***** Supplied text *****

Section 8.2  Effect of Termination.  In the event of the termination of this Agreement as provided in Section 8.1, written notice thereof shall forthwith be given by the terminating party to the other parties specifying the provision of this Agreement pursuant to which such termination is made, and except as provided in this Section 8.2 and Section 9.13, this Agreement (other than Article IX) shall forthwith become null and void after the expiration of any applicable period following such notice. In the event of such termination, there shall be no liability on the part of the Partners Entities or the Company, except as set forth in Section 9.1 of this Agreement and except with respect to the requirement to comply with Section 6.6(b); provided that nothing herein shall relieve any party from any liability or obligation with respect to any fraud or willful breach of this Agreement.

***** Stored records *****

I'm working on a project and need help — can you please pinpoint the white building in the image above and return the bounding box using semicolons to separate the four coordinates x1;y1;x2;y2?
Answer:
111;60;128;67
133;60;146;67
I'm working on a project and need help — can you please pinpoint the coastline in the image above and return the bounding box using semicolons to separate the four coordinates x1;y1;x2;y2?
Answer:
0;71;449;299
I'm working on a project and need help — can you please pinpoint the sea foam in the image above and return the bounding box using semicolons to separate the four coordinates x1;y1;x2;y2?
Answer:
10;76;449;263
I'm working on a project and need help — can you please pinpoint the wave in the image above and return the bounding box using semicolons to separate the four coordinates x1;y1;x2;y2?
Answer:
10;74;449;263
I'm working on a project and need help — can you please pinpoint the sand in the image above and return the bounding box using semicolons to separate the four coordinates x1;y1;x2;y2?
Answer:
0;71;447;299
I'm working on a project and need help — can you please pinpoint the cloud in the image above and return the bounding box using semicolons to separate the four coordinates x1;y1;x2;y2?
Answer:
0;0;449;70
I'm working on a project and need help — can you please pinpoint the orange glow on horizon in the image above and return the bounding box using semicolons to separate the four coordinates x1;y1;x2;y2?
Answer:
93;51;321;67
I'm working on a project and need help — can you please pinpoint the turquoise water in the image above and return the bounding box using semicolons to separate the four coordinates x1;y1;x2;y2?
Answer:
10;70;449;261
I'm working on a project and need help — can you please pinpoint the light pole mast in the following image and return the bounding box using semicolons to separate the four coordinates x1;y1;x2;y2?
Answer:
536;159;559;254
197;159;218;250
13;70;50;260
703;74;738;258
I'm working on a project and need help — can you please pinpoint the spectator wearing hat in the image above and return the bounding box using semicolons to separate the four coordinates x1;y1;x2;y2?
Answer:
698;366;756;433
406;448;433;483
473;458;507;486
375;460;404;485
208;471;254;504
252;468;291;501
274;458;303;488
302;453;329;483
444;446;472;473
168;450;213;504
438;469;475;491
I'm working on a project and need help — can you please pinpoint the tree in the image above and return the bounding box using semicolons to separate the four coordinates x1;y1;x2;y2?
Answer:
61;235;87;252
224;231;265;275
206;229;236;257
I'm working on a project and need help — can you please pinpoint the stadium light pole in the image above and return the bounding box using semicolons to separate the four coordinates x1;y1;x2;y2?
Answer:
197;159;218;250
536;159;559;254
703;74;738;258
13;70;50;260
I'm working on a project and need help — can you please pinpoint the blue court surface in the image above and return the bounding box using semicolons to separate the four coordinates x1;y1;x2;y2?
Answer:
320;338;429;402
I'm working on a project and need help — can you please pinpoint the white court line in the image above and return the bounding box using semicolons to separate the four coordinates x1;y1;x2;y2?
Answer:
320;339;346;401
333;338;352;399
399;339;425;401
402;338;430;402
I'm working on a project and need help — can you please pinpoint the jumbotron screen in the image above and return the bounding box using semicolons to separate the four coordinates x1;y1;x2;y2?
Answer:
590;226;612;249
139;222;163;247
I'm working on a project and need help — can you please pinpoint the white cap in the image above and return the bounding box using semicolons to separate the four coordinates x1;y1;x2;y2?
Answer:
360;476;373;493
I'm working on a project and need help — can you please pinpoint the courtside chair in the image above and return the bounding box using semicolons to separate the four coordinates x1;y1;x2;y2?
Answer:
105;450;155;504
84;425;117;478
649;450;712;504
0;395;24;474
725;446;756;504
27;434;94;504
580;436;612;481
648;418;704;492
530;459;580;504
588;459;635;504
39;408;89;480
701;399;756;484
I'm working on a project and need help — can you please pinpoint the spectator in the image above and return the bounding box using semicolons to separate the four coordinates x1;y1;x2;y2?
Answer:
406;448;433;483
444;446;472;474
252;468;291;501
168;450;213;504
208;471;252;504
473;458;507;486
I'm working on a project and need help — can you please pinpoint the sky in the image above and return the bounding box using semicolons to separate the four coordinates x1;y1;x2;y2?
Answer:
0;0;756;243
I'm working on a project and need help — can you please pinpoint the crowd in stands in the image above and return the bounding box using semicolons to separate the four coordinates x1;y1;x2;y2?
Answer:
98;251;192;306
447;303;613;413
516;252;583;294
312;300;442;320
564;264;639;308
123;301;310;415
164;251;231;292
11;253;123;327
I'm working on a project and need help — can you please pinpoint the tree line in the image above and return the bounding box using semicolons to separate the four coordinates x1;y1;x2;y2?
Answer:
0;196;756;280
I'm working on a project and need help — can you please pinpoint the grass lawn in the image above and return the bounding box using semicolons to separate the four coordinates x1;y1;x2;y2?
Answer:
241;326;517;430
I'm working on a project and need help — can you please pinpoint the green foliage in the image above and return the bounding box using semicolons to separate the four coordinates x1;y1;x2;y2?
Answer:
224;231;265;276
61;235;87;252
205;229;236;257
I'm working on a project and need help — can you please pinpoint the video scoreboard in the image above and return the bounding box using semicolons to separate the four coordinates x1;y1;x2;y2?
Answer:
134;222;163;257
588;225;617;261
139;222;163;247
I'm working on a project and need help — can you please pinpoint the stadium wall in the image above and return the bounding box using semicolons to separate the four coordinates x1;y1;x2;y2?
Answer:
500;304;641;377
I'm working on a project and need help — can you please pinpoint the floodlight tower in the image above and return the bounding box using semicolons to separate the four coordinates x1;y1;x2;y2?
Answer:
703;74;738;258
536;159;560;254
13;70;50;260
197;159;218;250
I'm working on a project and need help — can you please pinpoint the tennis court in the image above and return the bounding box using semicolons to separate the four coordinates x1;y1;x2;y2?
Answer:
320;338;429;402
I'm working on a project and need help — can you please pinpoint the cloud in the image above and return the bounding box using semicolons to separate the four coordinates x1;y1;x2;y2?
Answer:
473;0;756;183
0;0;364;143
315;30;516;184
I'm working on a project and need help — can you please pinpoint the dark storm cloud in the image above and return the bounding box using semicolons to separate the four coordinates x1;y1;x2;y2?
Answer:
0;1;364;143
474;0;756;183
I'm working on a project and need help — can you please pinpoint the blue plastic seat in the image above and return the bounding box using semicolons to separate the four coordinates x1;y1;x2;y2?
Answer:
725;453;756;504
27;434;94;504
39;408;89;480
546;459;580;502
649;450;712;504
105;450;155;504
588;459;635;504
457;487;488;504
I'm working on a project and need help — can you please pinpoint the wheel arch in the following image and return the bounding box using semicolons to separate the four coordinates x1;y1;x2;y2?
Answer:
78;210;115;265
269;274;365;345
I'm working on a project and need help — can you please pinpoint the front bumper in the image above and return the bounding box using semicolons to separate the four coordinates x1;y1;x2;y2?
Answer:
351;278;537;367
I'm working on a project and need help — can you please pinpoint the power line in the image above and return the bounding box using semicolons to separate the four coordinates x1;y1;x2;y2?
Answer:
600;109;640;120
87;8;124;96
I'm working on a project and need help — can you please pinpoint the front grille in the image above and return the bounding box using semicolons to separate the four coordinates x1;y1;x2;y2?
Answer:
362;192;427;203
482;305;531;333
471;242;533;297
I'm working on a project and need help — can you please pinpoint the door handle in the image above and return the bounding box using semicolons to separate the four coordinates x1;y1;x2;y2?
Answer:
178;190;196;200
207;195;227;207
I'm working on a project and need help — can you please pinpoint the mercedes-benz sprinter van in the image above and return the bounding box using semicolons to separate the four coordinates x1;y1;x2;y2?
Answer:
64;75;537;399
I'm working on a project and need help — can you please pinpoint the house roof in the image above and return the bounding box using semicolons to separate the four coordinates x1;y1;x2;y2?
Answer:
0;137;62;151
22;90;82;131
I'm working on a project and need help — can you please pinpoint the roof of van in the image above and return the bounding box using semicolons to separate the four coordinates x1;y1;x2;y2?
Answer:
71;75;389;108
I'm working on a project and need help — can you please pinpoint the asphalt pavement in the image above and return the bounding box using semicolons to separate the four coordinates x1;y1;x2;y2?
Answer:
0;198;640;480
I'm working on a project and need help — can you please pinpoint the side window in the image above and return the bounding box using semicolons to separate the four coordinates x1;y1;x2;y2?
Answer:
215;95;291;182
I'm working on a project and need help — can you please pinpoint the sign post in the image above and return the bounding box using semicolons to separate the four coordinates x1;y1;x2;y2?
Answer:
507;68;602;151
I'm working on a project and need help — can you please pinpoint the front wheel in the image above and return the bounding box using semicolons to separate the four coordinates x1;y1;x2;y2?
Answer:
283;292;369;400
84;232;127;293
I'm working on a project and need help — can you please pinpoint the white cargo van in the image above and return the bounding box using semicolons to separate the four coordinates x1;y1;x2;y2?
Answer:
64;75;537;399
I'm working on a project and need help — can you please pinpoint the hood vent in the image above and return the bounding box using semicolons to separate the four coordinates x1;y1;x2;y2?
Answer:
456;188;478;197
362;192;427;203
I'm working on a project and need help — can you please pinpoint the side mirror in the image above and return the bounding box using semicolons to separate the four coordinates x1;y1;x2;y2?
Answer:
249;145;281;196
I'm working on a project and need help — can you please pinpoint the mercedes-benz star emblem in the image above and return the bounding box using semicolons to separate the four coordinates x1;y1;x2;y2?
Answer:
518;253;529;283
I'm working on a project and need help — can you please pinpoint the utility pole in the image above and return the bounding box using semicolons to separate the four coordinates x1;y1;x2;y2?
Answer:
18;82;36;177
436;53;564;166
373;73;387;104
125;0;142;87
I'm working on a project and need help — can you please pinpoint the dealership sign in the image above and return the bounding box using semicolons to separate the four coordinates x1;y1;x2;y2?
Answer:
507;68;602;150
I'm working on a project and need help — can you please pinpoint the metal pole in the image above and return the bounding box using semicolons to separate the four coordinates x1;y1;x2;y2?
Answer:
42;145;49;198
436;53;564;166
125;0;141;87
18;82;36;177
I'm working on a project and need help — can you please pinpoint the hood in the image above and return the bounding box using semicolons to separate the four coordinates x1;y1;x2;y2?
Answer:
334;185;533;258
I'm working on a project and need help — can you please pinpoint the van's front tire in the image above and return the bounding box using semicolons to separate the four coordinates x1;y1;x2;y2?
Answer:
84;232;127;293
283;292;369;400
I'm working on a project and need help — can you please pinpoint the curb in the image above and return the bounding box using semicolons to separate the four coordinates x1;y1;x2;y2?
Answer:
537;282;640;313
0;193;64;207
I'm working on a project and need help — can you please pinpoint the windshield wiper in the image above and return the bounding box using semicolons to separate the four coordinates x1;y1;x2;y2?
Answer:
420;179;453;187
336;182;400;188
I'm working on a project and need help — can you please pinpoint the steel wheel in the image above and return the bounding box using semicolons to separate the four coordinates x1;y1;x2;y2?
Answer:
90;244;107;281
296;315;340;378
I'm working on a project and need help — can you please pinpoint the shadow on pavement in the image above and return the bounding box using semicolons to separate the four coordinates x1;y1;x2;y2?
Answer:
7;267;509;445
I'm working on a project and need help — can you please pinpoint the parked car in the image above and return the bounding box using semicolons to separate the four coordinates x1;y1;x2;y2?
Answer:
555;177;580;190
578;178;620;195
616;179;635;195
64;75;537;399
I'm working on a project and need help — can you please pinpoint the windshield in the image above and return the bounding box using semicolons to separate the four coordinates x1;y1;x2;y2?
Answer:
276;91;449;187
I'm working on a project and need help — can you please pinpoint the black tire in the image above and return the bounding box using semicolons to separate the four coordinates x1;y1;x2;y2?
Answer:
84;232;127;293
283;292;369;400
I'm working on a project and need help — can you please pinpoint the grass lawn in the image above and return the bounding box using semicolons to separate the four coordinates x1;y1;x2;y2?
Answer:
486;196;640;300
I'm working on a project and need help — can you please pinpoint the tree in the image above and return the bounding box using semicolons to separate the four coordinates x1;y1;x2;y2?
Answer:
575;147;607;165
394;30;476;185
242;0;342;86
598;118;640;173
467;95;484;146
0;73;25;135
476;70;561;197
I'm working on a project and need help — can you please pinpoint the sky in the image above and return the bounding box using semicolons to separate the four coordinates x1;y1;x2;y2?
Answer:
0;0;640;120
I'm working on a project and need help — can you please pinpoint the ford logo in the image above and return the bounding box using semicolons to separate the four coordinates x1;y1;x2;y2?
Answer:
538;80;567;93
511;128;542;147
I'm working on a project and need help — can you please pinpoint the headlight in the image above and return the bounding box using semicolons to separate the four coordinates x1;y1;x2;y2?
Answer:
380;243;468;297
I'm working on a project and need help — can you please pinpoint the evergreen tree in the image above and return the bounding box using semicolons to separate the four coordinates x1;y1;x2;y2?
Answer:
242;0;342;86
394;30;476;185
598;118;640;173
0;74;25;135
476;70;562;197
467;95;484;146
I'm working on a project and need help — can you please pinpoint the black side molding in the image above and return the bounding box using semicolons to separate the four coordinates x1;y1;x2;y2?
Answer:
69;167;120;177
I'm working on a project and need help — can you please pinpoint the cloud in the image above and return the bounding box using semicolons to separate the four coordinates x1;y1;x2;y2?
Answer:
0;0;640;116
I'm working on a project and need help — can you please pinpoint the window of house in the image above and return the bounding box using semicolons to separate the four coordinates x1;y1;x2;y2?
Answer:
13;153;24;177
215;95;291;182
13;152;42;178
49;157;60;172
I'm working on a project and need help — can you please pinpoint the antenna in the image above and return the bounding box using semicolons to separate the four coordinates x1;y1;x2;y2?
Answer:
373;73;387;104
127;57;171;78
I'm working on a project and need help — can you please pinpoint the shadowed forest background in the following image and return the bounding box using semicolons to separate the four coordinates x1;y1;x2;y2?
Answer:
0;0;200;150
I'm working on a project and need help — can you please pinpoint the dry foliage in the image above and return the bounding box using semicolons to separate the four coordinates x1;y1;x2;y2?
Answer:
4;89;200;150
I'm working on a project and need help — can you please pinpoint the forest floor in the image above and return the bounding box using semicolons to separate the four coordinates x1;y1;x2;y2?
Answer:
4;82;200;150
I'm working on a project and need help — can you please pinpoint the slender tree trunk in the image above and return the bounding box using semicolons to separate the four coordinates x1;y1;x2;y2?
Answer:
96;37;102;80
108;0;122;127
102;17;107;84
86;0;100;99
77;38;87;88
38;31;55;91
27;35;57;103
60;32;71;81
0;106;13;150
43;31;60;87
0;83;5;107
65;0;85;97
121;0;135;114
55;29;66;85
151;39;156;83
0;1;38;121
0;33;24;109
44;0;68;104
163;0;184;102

*****

- [Task instructions]:
List each distinct Section number that appears in the termination clause, in order of first appearance. The lines are not needed for this work.

- [Exercise answer]:
8.2, 8.1, 9.13, 9.1, 6.6(b)